#### WHAT IS REQUIRED
Write out, word for word, the line that contains "Target | glass spice jar" and each line after it down to the last line of the data below. Include nothing more.

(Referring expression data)

· · · · ·

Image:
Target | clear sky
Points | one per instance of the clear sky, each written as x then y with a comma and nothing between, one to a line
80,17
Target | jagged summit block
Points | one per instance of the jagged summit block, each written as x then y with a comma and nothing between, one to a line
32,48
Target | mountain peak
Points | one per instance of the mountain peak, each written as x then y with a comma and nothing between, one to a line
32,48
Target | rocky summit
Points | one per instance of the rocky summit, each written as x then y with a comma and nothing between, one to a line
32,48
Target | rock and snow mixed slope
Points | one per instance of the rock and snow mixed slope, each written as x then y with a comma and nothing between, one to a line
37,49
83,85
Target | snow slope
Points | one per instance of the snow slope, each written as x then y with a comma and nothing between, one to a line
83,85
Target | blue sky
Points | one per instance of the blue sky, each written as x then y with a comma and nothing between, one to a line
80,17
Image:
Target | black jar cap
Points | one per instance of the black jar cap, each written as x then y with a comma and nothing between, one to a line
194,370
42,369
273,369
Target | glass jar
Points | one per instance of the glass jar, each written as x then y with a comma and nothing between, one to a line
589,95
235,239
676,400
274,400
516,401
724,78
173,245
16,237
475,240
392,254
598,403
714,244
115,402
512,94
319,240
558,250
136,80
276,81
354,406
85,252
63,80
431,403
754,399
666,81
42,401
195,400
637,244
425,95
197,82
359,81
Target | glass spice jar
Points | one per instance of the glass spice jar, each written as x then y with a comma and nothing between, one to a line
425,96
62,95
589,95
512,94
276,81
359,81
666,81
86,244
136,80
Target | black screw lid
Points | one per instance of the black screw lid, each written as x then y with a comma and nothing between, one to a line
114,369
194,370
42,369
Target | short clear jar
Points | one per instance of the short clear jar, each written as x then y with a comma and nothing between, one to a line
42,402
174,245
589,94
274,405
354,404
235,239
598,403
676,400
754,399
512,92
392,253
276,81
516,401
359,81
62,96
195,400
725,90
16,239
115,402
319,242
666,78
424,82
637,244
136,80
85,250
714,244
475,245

· · · · ·

#### RESULT
Target | glass spice jar
Points | one per instance of the glass spice jar, each written as x then y with a comma and nothing between, one to a line
425,96
62,95
589,95
512,94
276,81
359,81
666,81
86,244
136,80
Target | black screw lid
Points | one per instance of the black screw lid, each written as x then y with a comma and nothing between, one to a line
114,369
194,370
42,369
Target | short clear jar
Points | one per instance of the short clear jar, each written as x then y with a comma and nothing between, one to a line
42,402
174,245
589,94
274,405
354,404
235,239
598,403
676,400
754,399
512,92
392,253
276,81
516,401
359,81
62,96
195,400
725,90
16,239
115,402
319,242
666,78
424,82
637,244
136,80
85,250
714,244
475,245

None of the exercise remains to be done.